We see here that the great commission or the great “sending” really answers to the twofold sending of the Triune God. God has sent Jesus Christ to accomplish our reconciliation with God and sends the Holy Spirit who brings together in new unity people of many languages, nations, cultures, and races. We as the church are caught up in this activity of God. We participate in it. In seeing God’s love in action, we discover that this love flows from a God who is Triune.

You will remember my saying earlier that in the process of building the swing set, I went back to look at the directions. To extend this analogy here, we as the church have occasion to look at the scriptures. Just as life is a rhythm of activity and rest, so the life of the church is a rhythm of mission and worship. At worship we return to our scriptures to read and hear them proclaimed. We come to know God better. We receive new strength from God. And then God sends us back out into the world. 

It’s not true that the Trinity is knowable only to intellectually gifted people like St. Augustine, who after a wild, misspent youth, devoted his life to study and quiet contemplation. The Trinity is knowable to all God’s people, especially as they participate in the great commission, as we have repeatedly said. The knowing is in the doing.

We have been speaking in big terms here. We may be asking now: what does it all this mean practically for me?

So let’s break down what it means practically to go out and disciple all nations. We begin where we are now, where God has placed us. We invite 2 or 3 or even more people to the coffee shop or to our home or in Covid times to a Zoom session. We open the Bible, or a good book about the Bible or the Christian life. We read and discuss it together. As people begin to feel more comfortable with one another, they begin to open up and share things. We speak as well as listen. We give to each other and receive from each other, using our gifts to build one another up. Afterward, there is time for prayer requests. People take turns praying for one another. Friendships are forged, community forms, and disciples are made.

(Excerpted records):
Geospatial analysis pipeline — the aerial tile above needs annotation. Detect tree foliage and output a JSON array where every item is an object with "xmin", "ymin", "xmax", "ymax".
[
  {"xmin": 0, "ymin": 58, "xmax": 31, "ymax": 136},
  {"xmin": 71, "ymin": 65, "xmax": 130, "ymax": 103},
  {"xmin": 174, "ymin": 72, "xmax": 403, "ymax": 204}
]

(Work order 1): In the sermon text on the great commission, what rhythm is the life of the church said to follow?
(Work order 2): Carry on the sermon text on the great commission and the Trinity from its last sentence.
The records have nothing to do with the sermon text.

(Final answer 1): A rhythm of mission and worship.

(Final answer 2):
This is one of the ways that we take part, always imperfectly and therefore never without mutual forgiveness, in the “overflowing, self-giving, community-forming love of God that is [reflected in] the mystery of the Trinity,” to borrow the language of the Presbyterian Church’s 2006 study paper: “The Trinity: God’s Love Overflowing,” That paper affirms unequivocally that the triune God is the “object of our faith, the basis of our love, and the goal of our hope.”

We affirm our faith in the Triune God in our liturgy each Sunday when we recite the Apostles’ Creed, which contains three articles, corresponding to Father, Son and Holy Spirit. But today it’s going to be slightly different. In a few moments, instead of the Apostles’ Creed, we are going to acknowledge Trinity Sunday by reciting the Nicene Creed.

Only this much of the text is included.